[PROBLEM 1] Update the Records, from the row containing "Show me the wet sand here." through the last row, by replacing "shallow wave" with "small wave". Leave everything else unchanged.

[GIVEN PASSAGE]
____________

Posted on Oct 20, 2009
Please stick with me to the end ... some examples are for example only. There is no 1000 watt circuit per'ci.
This will not be possible overload, this is an accident waiting to jump on you, my friend
Install dedicated circuits for these ovens, my friend. It will cost you a little but will be better than having dissatisfied guests or talking to the zoning board or boarding house authority or (gasp) the fire inspector after the fire.
If you don't do this, when the breakers start flipping off, tenants will run extension cords to outlets that have power. A whole different and worse, problem!
Rule of thumb, lighting circuits should be designed to operate at 80%, for example, if you have 800 watts of lights on a 1000 watt circuit, you are at the max.
So, there is a possibility that your circuit for lights is already near max. Adding ovens is trouble. Don't forget the iPOds and cell phone chargers as well as lap top chargers, walkman chargers (older students), little TV's, DVD players, clock radio's, electric shavers, curling irons, steamers, popcorn makers, lava lamps and occasional electric heaters that will be snuck into the room.
What is a 1000 watt circuit ... good question. Ohms law comes into play here.

____________

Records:
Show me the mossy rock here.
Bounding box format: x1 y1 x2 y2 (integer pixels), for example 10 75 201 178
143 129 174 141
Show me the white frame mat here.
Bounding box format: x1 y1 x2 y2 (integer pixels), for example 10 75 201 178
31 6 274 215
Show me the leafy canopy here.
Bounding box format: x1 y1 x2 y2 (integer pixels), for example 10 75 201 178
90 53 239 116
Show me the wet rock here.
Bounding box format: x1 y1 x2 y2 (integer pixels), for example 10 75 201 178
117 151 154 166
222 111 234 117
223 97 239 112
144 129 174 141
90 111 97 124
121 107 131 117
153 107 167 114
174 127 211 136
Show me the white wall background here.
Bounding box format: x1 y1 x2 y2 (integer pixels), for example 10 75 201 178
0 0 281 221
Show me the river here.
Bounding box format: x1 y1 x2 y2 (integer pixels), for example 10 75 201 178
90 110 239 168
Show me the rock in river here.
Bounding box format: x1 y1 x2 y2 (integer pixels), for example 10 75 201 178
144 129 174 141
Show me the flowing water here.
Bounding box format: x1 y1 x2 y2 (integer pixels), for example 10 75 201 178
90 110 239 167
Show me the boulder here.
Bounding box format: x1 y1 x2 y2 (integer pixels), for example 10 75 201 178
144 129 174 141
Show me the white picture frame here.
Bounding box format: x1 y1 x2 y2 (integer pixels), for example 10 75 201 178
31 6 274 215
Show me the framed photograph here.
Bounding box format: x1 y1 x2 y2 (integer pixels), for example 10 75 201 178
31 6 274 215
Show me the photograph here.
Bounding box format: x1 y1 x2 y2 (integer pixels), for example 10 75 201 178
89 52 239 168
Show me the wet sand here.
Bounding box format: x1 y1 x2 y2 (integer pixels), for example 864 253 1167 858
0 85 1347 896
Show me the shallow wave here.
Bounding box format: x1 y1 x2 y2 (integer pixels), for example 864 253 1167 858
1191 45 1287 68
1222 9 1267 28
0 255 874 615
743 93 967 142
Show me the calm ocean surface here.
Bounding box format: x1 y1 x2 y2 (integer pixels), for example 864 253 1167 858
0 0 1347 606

____________

[PROBLEM 2]
Answer these from the post about dedicated circuits for ovens:
(a) At what percentage should lighting circuits be designed to operate?
(b) What does the post say tenants will do when the breakers start flipping off?
(c) What law comes into play in defining a 1000 watt circuit?

[OUTPUT 1]
Show me the wet sand here.
Bounding box format: x1 y1 x2 y2 (integer pixels), for example 864 253 1167 858
0 85 1347 896
Show me the small wave here.
Bounding box format: x1 y1 x2 y2 (integer pixels), for example 864 253 1167 858
1191 45 1287 68
1222 9 1267 28
0 255 874 615
743 93 967 142
Show me the calm ocean surface here.
Bounding box format: x1 y1 x2 y2 (integer pixels), for example 864 253 1167 858
0 0 1347 606

[OUTPUT 2]
(a) 80%
(b) They will run extension cords to outlets that have power.
(c) Ohms law